### WORK TASK
Lines that contain the string "green" are the ones to list; copy all of them from the records.

Text-to-region grounding data:
· · ·
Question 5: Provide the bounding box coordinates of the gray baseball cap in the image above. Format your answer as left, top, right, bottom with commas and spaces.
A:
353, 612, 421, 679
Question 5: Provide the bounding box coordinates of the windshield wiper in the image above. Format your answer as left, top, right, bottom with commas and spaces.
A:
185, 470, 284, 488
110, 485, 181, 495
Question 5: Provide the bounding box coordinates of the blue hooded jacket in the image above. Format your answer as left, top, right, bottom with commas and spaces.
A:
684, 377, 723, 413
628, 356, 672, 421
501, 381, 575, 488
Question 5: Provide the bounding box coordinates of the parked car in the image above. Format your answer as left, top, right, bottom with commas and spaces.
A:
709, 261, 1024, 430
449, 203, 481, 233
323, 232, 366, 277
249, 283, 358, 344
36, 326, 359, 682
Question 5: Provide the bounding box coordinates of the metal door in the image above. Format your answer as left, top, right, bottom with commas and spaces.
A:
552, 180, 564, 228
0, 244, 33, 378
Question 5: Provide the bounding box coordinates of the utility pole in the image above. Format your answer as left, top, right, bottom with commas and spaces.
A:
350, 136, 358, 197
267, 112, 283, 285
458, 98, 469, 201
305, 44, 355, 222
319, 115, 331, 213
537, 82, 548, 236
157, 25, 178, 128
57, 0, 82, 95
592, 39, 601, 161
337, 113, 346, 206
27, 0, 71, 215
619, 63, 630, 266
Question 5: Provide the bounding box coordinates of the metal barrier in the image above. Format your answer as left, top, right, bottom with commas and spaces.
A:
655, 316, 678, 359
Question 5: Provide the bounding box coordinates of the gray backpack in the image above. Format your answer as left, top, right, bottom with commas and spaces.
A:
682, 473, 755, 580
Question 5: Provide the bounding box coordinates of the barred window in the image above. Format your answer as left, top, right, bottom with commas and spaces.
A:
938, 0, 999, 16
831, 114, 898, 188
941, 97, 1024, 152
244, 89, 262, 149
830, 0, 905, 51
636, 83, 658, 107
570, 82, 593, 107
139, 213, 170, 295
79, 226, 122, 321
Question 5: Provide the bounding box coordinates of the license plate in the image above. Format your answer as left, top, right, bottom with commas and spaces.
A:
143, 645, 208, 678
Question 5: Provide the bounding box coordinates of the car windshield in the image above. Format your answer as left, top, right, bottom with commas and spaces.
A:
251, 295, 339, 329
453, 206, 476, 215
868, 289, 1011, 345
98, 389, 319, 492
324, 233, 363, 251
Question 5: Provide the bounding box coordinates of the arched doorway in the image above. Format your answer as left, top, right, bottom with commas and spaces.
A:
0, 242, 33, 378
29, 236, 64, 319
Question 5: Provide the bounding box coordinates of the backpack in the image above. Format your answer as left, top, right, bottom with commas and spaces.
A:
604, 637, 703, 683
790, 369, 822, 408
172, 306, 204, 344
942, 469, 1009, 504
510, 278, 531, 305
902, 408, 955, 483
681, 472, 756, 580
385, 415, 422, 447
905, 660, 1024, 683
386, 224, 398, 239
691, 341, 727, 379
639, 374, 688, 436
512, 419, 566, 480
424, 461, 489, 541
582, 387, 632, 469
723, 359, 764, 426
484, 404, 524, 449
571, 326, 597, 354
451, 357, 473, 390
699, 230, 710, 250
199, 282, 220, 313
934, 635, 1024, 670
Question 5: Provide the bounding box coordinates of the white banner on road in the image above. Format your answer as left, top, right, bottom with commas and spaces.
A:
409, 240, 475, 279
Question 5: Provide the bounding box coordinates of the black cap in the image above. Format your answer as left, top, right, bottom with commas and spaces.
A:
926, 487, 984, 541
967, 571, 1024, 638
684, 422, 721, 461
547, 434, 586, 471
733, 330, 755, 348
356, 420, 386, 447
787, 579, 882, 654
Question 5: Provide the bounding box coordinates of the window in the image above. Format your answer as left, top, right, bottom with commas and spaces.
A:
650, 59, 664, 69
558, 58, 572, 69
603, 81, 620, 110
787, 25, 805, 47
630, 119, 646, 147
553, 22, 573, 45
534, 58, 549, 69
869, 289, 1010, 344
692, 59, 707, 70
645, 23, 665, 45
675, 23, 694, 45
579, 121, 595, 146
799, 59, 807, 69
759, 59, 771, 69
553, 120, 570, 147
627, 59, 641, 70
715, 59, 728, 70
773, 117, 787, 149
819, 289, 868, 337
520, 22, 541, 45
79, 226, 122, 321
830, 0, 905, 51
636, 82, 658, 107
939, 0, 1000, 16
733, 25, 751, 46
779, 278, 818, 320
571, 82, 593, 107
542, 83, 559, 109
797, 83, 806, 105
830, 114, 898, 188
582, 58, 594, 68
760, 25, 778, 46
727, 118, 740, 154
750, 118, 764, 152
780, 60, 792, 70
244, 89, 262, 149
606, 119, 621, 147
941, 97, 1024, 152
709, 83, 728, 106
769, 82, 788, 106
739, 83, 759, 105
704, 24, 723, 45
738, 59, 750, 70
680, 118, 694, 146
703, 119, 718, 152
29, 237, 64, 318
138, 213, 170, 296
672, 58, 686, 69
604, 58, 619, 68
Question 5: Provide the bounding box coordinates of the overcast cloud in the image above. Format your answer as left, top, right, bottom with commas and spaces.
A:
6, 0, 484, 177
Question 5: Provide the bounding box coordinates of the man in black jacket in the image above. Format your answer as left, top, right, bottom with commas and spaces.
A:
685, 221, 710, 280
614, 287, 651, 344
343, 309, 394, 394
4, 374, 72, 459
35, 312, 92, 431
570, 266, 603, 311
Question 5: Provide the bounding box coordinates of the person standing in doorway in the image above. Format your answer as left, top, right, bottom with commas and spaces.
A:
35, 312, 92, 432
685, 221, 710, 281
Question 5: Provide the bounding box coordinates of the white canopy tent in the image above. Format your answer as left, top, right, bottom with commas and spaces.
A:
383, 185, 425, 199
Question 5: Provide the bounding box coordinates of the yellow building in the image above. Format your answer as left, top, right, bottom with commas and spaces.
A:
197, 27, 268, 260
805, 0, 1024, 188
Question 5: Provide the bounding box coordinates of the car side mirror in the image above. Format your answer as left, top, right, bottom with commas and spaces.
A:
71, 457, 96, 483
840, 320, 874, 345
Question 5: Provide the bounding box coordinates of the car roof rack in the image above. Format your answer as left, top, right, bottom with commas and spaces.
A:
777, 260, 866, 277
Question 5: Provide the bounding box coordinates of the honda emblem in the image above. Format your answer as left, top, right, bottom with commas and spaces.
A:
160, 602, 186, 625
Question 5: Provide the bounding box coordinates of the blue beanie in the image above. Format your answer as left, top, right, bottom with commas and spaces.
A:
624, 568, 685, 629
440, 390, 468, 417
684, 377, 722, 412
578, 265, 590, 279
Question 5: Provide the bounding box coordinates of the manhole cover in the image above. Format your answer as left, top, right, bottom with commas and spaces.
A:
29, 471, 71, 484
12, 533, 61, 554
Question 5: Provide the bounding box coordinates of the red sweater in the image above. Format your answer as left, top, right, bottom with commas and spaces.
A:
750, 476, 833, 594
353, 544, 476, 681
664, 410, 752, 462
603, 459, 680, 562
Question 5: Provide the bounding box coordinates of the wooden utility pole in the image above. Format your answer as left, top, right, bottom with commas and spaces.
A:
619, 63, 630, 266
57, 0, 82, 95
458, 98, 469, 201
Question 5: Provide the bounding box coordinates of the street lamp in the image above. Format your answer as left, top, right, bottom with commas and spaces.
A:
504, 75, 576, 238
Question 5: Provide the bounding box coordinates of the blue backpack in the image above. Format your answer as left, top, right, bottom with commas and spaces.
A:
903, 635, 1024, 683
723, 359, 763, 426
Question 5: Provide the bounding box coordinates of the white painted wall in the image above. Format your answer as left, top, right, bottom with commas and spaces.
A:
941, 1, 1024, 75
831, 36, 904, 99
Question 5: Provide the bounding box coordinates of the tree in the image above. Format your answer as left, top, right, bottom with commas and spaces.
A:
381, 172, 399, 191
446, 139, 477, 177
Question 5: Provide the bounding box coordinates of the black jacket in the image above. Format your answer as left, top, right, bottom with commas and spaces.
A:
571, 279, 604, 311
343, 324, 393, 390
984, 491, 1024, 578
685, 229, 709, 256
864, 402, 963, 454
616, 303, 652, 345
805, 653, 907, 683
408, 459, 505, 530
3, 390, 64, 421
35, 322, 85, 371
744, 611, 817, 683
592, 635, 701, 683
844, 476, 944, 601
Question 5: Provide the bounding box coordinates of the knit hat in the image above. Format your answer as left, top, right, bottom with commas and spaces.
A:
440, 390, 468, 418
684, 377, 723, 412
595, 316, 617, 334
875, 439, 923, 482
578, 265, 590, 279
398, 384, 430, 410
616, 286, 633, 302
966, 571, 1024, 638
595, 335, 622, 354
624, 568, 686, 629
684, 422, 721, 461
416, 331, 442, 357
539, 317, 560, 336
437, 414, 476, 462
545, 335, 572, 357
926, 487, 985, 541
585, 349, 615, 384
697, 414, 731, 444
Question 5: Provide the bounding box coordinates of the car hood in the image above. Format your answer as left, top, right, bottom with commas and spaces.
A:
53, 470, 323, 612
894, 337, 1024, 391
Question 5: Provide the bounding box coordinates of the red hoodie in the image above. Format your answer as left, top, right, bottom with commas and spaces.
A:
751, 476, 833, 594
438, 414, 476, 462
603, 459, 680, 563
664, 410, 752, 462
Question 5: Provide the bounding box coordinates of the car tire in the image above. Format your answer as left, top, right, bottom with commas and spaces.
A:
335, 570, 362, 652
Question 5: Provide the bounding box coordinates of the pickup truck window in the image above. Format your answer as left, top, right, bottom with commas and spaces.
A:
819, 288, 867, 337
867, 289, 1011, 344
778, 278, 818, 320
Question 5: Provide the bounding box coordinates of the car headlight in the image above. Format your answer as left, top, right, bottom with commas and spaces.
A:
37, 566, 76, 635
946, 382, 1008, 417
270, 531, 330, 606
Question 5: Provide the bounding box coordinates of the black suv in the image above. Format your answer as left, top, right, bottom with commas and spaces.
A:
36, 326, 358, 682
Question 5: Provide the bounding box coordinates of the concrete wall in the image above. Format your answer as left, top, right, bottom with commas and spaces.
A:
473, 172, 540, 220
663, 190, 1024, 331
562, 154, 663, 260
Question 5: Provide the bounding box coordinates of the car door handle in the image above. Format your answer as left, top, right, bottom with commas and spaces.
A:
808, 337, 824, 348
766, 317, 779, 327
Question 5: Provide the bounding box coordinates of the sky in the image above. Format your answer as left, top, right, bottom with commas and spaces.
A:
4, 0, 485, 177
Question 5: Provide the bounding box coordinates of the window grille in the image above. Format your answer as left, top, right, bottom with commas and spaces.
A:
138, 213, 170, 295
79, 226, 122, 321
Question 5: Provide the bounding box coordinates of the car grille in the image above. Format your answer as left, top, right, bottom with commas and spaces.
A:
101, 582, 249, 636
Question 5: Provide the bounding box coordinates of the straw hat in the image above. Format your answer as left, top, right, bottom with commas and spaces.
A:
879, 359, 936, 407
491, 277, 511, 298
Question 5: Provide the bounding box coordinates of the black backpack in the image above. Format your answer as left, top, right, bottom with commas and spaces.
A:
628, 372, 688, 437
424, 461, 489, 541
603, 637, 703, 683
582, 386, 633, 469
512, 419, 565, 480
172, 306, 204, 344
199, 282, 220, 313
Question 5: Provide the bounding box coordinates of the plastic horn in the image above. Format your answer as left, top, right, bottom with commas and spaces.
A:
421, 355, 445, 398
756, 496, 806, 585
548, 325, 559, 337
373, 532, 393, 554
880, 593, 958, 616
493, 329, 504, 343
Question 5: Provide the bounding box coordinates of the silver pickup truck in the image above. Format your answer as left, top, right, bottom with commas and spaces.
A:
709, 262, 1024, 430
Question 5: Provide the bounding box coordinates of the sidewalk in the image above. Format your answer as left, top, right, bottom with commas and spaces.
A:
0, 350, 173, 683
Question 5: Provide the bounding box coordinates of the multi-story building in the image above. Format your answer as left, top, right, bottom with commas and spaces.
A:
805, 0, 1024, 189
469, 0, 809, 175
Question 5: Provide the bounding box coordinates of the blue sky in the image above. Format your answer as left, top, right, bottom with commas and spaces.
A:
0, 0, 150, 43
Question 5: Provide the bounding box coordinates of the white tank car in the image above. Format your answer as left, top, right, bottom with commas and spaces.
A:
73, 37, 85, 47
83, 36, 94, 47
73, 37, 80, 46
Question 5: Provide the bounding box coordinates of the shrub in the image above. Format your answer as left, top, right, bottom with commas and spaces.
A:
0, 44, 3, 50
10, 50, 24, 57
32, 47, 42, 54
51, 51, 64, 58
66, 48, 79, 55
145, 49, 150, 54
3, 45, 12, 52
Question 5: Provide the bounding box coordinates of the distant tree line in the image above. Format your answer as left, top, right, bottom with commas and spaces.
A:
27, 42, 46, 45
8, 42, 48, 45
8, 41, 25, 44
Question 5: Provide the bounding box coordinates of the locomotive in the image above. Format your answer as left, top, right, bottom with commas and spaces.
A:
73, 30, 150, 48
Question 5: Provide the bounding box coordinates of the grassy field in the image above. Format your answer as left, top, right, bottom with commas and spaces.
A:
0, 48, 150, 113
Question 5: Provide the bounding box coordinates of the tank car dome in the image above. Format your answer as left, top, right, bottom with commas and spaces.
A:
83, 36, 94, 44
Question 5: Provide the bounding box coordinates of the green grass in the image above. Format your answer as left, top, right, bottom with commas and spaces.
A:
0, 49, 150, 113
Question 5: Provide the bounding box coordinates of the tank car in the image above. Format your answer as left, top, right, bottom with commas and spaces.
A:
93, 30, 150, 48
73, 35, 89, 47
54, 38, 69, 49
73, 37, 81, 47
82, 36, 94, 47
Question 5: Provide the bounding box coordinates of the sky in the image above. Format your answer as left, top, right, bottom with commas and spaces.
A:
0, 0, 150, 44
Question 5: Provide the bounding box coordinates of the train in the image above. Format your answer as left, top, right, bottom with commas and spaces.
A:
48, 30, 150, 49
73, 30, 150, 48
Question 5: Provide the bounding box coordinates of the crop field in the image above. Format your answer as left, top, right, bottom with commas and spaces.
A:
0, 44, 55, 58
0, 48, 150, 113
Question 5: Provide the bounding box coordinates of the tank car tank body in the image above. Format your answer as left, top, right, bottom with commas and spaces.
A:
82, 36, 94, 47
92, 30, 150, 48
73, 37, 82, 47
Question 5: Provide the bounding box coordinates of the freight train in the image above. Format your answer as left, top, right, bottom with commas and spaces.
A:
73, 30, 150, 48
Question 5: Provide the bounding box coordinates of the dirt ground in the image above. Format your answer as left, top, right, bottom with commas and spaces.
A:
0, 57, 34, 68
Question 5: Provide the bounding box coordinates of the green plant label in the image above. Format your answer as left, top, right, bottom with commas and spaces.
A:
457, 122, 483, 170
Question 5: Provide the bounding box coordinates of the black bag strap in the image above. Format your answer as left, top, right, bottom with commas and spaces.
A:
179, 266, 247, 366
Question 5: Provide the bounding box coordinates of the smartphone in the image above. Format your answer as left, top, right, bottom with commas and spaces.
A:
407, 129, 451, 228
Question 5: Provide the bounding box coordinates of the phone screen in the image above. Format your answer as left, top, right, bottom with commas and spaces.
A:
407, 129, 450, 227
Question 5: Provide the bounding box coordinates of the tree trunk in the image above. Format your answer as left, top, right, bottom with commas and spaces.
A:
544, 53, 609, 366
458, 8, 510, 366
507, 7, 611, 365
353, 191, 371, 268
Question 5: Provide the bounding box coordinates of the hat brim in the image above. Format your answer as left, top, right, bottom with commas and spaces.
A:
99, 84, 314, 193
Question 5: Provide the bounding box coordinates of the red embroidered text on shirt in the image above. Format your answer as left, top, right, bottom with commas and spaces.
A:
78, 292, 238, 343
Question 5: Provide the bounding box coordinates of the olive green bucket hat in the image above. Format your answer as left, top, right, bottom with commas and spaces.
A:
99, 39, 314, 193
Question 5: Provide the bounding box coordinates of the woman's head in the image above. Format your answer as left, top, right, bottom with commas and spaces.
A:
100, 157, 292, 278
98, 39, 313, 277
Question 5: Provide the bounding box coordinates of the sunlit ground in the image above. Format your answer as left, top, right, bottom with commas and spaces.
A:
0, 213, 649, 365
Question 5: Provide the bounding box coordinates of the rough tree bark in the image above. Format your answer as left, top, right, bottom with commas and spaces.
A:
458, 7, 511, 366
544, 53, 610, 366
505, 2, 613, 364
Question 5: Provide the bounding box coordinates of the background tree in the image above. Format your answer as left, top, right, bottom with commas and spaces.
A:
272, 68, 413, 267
· · ·
### REPLY TO THE TASK
Question 5: Provide the bounding box coordinates of the green grass in the image above. Format your answer as left, top, right, bottom with commas and spaces.
Question 5: Provide the bounding box coordinates of the green plant label in the image above. Format your answer as left, top, right, bottom with commas and spaces.
Question 5: Provide the bounding box coordinates of the olive green bucket hat in the image above. Format your answer as left, top, right, bottom with commas and spaces.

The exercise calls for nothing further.